Region pointing data
◆ ◆ ◆

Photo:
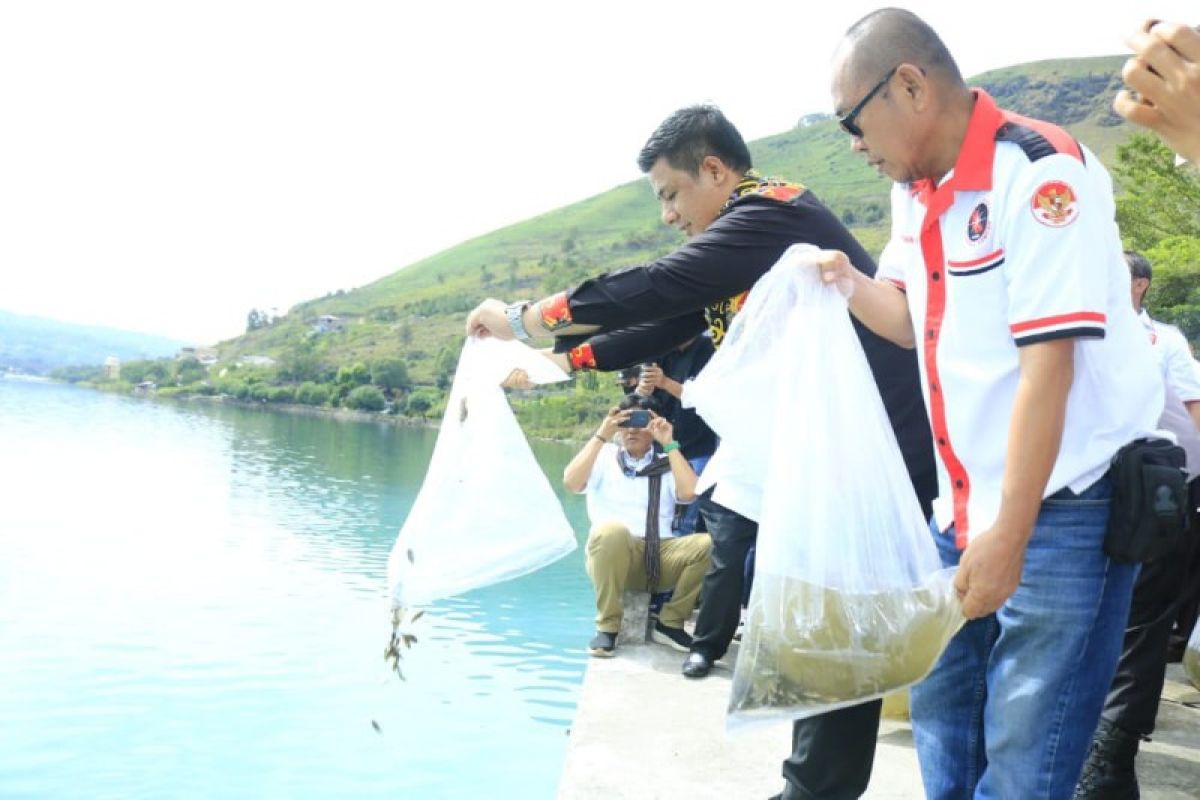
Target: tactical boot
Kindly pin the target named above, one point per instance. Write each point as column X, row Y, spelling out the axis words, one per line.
column 1109, row 773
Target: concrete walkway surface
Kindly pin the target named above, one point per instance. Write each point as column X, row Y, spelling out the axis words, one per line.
column 645, row 732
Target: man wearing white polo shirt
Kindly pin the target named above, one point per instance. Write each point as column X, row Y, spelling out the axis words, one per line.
column 631, row 489
column 1161, row 590
column 1005, row 271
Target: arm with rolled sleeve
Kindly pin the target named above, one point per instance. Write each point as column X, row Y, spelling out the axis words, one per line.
column 1182, row 371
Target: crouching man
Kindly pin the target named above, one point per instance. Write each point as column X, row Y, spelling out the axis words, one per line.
column 633, row 474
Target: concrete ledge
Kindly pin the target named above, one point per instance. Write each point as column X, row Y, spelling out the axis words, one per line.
column 635, row 621
column 645, row 732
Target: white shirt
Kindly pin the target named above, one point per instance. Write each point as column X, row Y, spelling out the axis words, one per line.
column 1018, row 246
column 1181, row 374
column 615, row 497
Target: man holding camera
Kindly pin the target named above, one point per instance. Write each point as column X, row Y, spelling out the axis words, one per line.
column 631, row 491
column 738, row 223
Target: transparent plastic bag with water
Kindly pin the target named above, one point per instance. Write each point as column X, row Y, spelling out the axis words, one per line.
column 485, row 512
column 850, row 600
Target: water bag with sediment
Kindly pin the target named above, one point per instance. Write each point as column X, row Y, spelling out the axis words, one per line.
column 850, row 600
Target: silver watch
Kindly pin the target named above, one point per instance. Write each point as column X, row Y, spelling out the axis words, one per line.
column 514, row 312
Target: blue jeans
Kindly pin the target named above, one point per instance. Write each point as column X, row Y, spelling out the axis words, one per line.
column 1011, row 707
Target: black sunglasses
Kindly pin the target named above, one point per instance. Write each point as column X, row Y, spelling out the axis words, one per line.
column 847, row 121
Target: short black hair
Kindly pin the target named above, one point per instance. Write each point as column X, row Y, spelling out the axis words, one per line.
column 689, row 136
column 639, row 401
column 888, row 37
column 1139, row 265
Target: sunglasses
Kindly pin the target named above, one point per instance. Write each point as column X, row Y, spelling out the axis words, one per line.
column 849, row 121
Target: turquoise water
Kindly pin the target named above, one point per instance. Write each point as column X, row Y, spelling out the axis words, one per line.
column 192, row 605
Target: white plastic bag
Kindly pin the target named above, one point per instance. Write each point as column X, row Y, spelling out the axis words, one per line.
column 485, row 512
column 850, row 601
column 1192, row 657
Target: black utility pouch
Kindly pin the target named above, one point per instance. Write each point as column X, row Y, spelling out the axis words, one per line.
column 1150, row 498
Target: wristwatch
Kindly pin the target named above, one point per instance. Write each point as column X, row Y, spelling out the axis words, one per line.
column 514, row 312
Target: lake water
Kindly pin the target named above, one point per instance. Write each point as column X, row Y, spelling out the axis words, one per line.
column 193, row 605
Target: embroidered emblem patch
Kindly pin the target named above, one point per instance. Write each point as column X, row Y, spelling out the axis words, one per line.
column 1054, row 204
column 977, row 226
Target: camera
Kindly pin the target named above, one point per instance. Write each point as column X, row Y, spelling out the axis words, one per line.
column 639, row 419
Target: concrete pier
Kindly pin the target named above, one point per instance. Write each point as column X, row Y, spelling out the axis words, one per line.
column 643, row 732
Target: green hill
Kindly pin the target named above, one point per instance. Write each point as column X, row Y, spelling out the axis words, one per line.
column 415, row 314
column 621, row 227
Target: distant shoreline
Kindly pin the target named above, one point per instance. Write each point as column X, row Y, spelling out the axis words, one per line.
column 340, row 414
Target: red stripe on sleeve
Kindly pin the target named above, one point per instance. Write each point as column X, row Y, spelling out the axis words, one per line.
column 1047, row 322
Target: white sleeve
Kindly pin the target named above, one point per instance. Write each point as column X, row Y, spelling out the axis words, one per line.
column 1057, row 251
column 1182, row 371
column 598, row 469
column 893, row 258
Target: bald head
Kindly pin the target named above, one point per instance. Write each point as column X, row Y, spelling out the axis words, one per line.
column 888, row 37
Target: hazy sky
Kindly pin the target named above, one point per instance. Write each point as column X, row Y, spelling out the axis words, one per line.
column 166, row 167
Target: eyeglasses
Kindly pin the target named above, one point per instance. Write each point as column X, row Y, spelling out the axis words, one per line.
column 849, row 121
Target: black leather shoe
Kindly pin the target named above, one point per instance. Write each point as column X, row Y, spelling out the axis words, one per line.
column 696, row 665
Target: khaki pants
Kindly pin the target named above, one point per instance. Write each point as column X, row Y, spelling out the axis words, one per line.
column 616, row 563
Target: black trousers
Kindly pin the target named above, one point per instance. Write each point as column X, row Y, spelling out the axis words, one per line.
column 1132, row 703
column 833, row 755
column 720, row 606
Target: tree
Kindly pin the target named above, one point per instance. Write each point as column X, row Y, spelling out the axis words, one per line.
column 366, row 398
column 419, row 403
column 190, row 371
column 389, row 374
column 299, row 365
column 1159, row 199
column 1174, row 293
column 444, row 366
column 357, row 374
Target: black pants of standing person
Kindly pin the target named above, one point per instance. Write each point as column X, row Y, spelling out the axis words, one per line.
column 1189, row 603
column 832, row 753
column 720, row 606
column 1132, row 703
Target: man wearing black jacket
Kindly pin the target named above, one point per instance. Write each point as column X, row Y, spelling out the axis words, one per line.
column 738, row 224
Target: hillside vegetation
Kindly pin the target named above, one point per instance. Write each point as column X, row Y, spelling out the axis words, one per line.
column 414, row 316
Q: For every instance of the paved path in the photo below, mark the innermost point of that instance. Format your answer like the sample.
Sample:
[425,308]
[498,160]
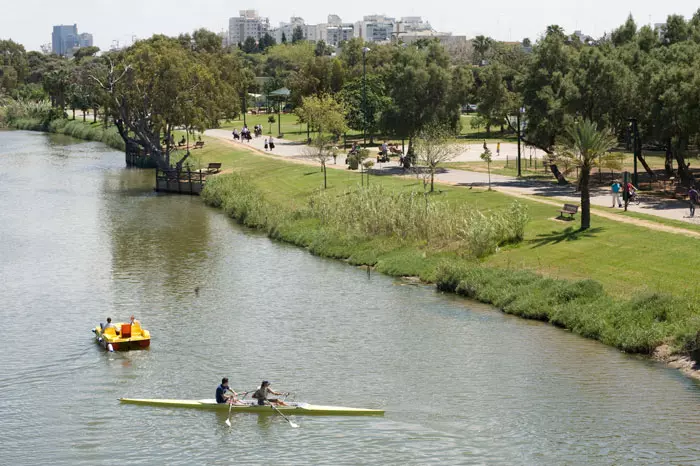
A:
[550,193]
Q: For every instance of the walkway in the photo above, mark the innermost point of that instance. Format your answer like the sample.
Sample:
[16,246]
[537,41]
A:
[549,193]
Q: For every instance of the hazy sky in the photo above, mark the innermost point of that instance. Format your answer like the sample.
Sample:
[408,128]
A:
[30,21]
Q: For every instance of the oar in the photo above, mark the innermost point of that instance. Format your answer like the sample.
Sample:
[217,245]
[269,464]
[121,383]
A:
[285,417]
[228,419]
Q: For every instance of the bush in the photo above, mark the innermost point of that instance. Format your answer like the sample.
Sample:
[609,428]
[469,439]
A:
[373,211]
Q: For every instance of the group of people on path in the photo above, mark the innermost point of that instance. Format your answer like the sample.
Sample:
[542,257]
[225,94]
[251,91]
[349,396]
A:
[244,136]
[617,191]
[224,394]
[631,190]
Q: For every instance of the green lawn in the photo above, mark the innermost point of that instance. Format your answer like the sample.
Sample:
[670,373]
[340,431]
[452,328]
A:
[626,259]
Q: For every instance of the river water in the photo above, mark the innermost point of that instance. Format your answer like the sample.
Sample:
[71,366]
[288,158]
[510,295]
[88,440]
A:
[83,238]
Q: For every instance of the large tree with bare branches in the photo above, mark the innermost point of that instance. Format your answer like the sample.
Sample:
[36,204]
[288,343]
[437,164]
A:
[161,84]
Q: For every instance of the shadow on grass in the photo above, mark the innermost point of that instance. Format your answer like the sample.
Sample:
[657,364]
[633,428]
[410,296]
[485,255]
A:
[569,234]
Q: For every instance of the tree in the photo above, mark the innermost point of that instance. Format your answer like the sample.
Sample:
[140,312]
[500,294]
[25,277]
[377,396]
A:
[157,85]
[365,113]
[320,150]
[481,45]
[545,88]
[434,147]
[419,84]
[297,34]
[323,114]
[583,146]
[675,30]
[495,101]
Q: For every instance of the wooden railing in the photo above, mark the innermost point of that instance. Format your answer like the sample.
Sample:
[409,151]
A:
[182,182]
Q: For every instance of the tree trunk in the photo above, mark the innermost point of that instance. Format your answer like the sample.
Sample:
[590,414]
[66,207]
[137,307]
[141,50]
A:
[585,198]
[668,163]
[683,171]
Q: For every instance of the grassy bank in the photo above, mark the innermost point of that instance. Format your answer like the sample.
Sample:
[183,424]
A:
[623,285]
[74,128]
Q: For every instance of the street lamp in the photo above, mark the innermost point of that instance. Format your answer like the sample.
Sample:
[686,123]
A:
[637,149]
[521,111]
[364,94]
[519,131]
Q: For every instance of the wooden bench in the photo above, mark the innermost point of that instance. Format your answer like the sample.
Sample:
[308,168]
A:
[214,167]
[570,209]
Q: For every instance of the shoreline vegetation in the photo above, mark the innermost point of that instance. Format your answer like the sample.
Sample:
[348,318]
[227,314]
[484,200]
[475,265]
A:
[634,320]
[74,128]
[491,262]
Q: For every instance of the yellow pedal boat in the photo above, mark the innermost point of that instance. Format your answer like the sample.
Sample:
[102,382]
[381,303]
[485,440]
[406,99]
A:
[125,337]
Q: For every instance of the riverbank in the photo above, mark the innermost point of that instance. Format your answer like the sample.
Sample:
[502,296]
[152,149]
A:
[74,128]
[636,301]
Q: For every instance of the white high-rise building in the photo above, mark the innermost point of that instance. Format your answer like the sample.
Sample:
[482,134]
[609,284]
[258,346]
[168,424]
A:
[310,32]
[376,28]
[247,24]
[335,31]
[412,24]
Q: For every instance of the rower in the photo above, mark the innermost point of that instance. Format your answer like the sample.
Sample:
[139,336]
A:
[221,393]
[265,390]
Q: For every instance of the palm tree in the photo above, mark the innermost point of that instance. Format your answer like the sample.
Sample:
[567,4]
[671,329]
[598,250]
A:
[481,45]
[584,145]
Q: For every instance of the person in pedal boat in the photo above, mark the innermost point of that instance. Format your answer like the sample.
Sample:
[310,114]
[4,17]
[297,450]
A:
[222,395]
[109,324]
[265,390]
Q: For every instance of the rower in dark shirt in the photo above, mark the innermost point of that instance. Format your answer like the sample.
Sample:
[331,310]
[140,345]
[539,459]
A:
[221,392]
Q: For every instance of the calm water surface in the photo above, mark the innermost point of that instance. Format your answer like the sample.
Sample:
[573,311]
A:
[83,238]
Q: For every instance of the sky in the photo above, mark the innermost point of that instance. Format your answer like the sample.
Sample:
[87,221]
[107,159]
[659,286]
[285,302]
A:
[30,22]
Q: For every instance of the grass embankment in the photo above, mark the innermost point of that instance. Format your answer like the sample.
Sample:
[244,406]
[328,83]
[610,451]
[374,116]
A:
[76,129]
[624,285]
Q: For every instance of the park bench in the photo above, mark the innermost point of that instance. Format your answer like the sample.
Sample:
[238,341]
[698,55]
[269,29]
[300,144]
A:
[214,167]
[570,209]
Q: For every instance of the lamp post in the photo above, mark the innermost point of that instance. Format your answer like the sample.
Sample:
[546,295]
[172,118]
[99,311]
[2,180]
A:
[364,94]
[521,110]
[637,148]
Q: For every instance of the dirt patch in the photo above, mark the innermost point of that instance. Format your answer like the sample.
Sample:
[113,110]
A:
[683,363]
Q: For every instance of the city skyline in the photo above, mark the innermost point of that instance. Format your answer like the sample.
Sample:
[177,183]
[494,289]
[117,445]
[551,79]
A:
[509,20]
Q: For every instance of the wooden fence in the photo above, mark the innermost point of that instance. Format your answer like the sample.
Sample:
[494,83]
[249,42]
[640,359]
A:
[183,182]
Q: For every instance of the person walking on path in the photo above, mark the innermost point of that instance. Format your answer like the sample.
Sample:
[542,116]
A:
[616,193]
[692,199]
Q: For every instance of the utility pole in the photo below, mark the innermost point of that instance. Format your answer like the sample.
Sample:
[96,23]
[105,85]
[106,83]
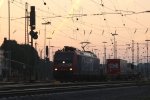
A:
[104,52]
[137,53]
[115,45]
[133,52]
[147,59]
[46,23]
[49,38]
[8,19]
[26,24]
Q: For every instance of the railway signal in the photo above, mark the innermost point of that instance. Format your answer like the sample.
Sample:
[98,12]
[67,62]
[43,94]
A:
[34,35]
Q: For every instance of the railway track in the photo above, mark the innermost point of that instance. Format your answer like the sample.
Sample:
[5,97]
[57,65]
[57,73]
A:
[46,88]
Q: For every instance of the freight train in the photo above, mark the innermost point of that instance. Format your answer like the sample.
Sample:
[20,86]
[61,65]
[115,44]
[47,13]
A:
[120,69]
[73,64]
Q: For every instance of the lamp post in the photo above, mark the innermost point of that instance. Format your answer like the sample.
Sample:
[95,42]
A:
[52,51]
[115,46]
[49,38]
[104,52]
[147,58]
[46,23]
[8,19]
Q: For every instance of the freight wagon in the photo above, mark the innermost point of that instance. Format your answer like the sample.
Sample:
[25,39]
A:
[118,69]
[73,64]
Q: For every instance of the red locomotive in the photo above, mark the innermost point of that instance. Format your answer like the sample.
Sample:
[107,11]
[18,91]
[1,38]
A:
[73,64]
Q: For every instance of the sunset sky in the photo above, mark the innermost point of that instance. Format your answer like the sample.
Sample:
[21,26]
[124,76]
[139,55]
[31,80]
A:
[76,21]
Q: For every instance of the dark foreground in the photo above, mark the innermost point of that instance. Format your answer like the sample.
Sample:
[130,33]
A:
[120,93]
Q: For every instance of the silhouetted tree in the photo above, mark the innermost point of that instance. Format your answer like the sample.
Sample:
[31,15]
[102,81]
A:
[21,56]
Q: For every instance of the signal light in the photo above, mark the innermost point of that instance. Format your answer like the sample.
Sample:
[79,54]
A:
[34,35]
[46,50]
[32,17]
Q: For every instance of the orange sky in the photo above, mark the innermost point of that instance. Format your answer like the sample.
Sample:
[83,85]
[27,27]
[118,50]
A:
[100,21]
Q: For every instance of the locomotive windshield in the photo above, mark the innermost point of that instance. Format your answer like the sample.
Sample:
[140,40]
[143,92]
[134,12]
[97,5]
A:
[63,57]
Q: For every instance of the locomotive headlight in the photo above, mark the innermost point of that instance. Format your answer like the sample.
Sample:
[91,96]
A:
[70,69]
[55,69]
[63,62]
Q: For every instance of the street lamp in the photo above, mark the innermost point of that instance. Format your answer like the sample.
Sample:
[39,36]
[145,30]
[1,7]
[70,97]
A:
[52,51]
[46,23]
[115,46]
[147,58]
[104,52]
[49,38]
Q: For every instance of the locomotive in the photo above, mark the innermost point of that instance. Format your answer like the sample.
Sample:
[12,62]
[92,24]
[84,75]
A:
[72,64]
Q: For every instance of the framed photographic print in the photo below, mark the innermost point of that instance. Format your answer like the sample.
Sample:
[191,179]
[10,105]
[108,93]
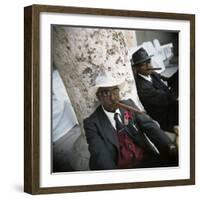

◆ ◆ ◆

Among the lines above, find those that contain the word "sunglasses" and copy them.

## Exercise output
Target: black sunglasses
Target: sunglasses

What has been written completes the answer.